======== Supplied data ========

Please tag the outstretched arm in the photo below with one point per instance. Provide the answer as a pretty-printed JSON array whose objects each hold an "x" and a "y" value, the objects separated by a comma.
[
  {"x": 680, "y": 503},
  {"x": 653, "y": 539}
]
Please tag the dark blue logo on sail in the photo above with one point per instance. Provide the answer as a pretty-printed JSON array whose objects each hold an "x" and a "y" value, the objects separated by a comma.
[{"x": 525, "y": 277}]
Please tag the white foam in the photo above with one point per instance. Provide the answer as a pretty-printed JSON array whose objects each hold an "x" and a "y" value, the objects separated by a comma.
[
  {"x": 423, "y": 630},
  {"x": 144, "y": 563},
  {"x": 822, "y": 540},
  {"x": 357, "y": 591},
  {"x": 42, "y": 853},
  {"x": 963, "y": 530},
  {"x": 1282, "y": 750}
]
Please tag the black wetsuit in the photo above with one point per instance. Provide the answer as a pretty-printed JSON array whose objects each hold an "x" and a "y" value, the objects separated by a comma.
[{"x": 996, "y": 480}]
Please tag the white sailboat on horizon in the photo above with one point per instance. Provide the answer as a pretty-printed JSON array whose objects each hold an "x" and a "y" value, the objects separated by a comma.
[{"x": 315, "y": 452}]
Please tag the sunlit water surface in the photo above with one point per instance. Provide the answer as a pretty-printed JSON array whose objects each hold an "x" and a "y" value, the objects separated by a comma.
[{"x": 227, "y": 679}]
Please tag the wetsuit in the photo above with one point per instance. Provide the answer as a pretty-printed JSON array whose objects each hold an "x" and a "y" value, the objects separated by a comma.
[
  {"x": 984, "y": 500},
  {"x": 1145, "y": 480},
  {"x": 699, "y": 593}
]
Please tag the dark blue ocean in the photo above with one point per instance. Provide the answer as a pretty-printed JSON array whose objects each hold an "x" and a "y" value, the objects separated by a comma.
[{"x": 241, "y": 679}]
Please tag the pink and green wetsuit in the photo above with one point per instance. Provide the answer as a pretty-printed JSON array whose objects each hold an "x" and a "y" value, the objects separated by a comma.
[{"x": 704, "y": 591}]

========

Repeat the data in full, exactly as supplied.

Response to the exercise:
Please tag the outstretched arm in the photo below with one point per instance. Provide the answer as a pretty-printed JSON array whose objects each hold an "x" and a "y" value, the objects separated by a comma.
[
  {"x": 680, "y": 503},
  {"x": 653, "y": 539}
]
Please tag the dark blue logo on sail in the photo above with one point per instance. Provide the answer as a pretty-printed JSON array whose objects each hold an "x" and a "y" value, the objects separated by a comma.
[{"x": 525, "y": 277}]
Please tag the white foam in the photo above with one point per instance. Provide the answer as a pretty-printed JSON array whose objects each hold an "x" and a "y" value, the objects separated by a comma.
[
  {"x": 423, "y": 630},
  {"x": 144, "y": 563},
  {"x": 822, "y": 540},
  {"x": 357, "y": 591},
  {"x": 42, "y": 853},
  {"x": 963, "y": 530},
  {"x": 1282, "y": 750}
]
Please tag the black wetsuit in the photo above with one point per instance. Provide the answer as a pretty-printed JSON array whose objects each hold an "x" and a "y" value, the objects separated by a comma.
[{"x": 996, "y": 480}]
Please tag the white sailboat on horizon in the photo above with one point per instance. Provide the answer as a pretty-printed JSON array whose objects each hold an "x" and a "y" value, the objects separated by a comma.
[{"x": 315, "y": 452}]
Please tag the sunlit water surface in the photo above with one point per instance. Provide the answer as a pretty-printed JSON array whose objects each hold an "x" and a "y" value, the objects separated by a comma.
[{"x": 227, "y": 679}]
Please tag the wetsuit in the photo above with one point per instance. Provide the answer as a pretty-printed JSON array whose objects each hold an "x" and a "y" value, the objects separated by a comma.
[
  {"x": 984, "y": 500},
  {"x": 1145, "y": 480},
  {"x": 699, "y": 593}
]
Please tag the dark blue ocean in the photo above with one point per instance. Provide the answer as a pretty-printed JSON array whose objects each hold an "x" and a "y" value, the objects separated by a comma.
[{"x": 241, "y": 679}]
Please tag the pink and green wetsuit in the photo above with one point per instance. Provide the answer as a pretty-printed JSON array whose objects each hold an "x" and a "y" value, the objects separated by a comma.
[{"x": 704, "y": 591}]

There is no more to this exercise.